[TEXT TO READ]
☆ ☆ ☆ ☆ ☆ ☆ ☆

The Cardboard Hoard: Breaking Down Kickstarter's New 'Honest and Clear' Policy
After years and years of well-intentioned but mismanaged campaigns, along with multiple cases of intentional abuse by Internet hucksters, Kickstarter has finally come around to making an honesty policy, which it calls “Honest and Clear Presentation in Projects.” Let’s forgive the length of time it took for them to publicize this — better late than never, right? — and dig into exactly what it sets out to do.
At the outset, it states:
Trust is the foundation for the health of Kickstarter’s platform and ecosystem, and transparency is one of the most important components of cultivating trust to build a healthy, vibrant community. Because of this, we expect creators to bring an exceptional level of honesty, openness, and candor to both how they present their ideas and how they run their campaigns.
Of course, without trust, nobody will back campaigns on Kickstarter, so it’s pretty clear that this entire focus is on keeping their revenue stream in tact. Self serving, naturally. But they are a business, not a charity, so it is an understandable view for them to take. Again — for the last time, I promise — I will point that the time to be transparent was from the outset, not ten years in. But they, of course, are talking about the transparency of their campaign creators, not themselves.

☆ ☆ ☆ ☆ ☆ ☆ ☆

[DATASET RECORDS]
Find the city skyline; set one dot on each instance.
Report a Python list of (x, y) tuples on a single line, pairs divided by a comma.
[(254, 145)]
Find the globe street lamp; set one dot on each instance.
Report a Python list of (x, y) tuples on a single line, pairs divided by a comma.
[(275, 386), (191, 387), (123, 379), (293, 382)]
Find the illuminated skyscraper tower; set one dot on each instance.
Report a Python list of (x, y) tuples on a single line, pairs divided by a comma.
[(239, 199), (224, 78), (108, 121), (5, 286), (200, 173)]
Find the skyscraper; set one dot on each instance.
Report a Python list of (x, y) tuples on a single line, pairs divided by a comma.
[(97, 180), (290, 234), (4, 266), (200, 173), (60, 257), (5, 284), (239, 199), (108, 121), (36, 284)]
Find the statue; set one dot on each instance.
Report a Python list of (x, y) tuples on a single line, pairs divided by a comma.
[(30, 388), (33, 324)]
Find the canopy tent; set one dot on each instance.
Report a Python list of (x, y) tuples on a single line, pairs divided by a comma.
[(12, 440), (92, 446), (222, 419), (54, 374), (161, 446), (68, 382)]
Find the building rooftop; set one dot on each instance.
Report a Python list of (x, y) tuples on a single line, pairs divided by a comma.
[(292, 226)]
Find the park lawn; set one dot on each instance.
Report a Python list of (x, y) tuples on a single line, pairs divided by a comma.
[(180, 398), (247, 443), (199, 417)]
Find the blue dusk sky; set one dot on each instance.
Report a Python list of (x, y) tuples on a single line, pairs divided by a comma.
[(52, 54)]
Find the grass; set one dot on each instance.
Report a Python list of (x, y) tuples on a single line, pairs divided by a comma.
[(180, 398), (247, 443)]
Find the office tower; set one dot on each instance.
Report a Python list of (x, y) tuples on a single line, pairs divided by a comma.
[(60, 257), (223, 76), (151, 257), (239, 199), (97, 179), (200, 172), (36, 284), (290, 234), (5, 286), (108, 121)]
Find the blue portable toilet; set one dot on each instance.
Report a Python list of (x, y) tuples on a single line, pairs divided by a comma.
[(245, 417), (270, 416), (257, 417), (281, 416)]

☆ ☆ ☆ ☆ ☆ ☆ ☆

[REQUIRED ACTIONS]
[1] In the article on Kickstarter's honesty policy, rewrite everything from "Of course, without" down to "creators, not themselves.", putting "income stream" in place of "revenue stream".
[2] Reproduce the records word for word, everything from the line containing "Find the blue dusk" down to the line containing "[(180, 398), (247, 443)]", with both of those lines included.

[ANSWERS BY TASK]
[1]
Of course, without trust, nobody will back campaigns on Kickstarter, so it’s pretty clear that this entire focus is on keeping their income stream in tact. Self serving, naturally. But they are a business, not a charity, so it is an understandable view for them to take. Again — for the last time, I promise — I will point that the time to be transparent was from the outset, not ten years in. But they, of course, are talking about the transparency of their campaign creators, not themselves.

[2]
Find the blue dusk sky; set one dot on each instance.
Report a Python list of (x, y) tuples on a single line, pairs divided by a comma.
[(52, 54)]
Find the grass; set one dot on each instance.
Report a Python list of (x, y) tuples on a single line, pairs divided by a comma.
[(180, 398), (247, 443)]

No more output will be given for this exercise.